Excerpts of location labeling data
'''
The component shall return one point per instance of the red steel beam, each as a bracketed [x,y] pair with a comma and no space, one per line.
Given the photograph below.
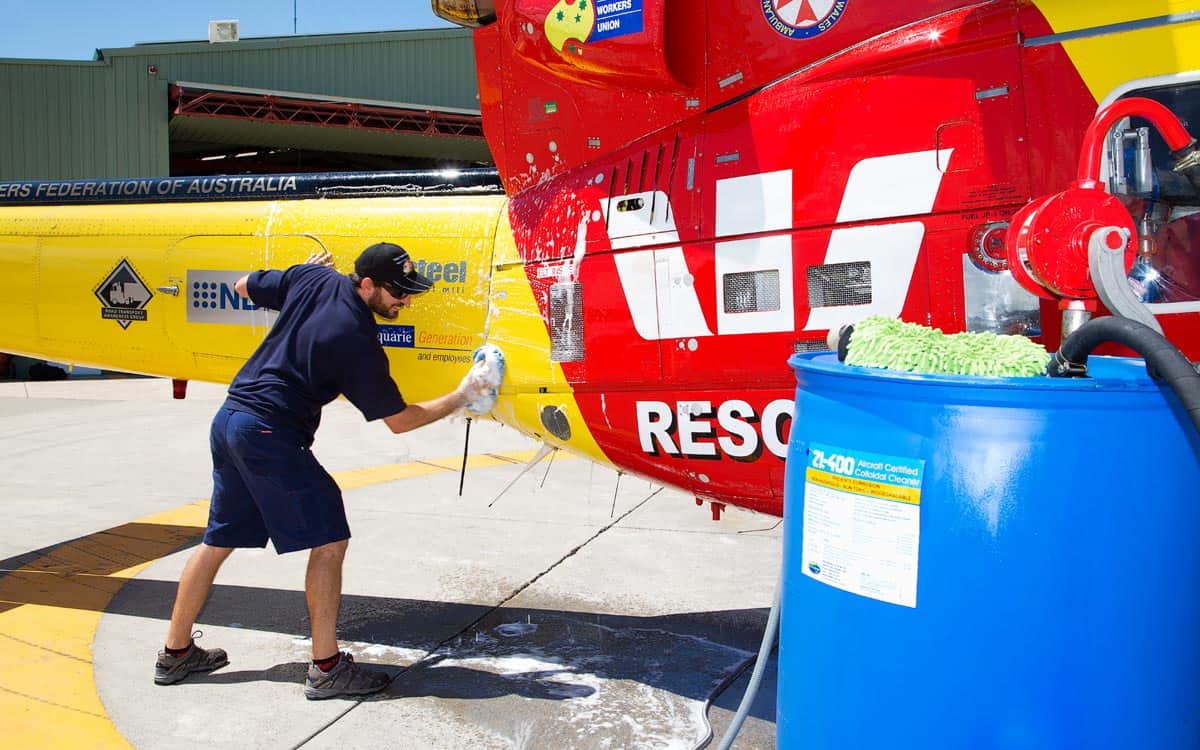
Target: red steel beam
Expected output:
[270,108]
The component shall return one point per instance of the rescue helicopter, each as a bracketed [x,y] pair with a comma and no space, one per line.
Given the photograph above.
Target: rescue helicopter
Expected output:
[691,193]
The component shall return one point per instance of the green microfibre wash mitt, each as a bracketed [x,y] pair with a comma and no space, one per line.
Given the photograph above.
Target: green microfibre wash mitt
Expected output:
'''
__WHAT YOU SHOULD DO__. Retype all of the rows above word for word, leaving out the pictures.

__CORRECT RESPONSE__.
The component shall return one point per instance of the red steel beam, each as a bracketed [x,y] pair with a comma and no space, one per line.
Given the photograph below.
Target: red steel beam
Expected output:
[270,108]
The component shall return one point per instance of the rescue helicopter, each as a bracketed [x,y] pair with a comma and no space, one per line.
Given the photograph above.
Target: rescue helicopter
Expected output:
[691,193]
The component shall return one point per instance of the green microfibre wash mitt, each as a bracketed [x,y] pair with a comma and no space, one per line.
Given the photograph above.
Target: green microfibre wash mitt
Expected output:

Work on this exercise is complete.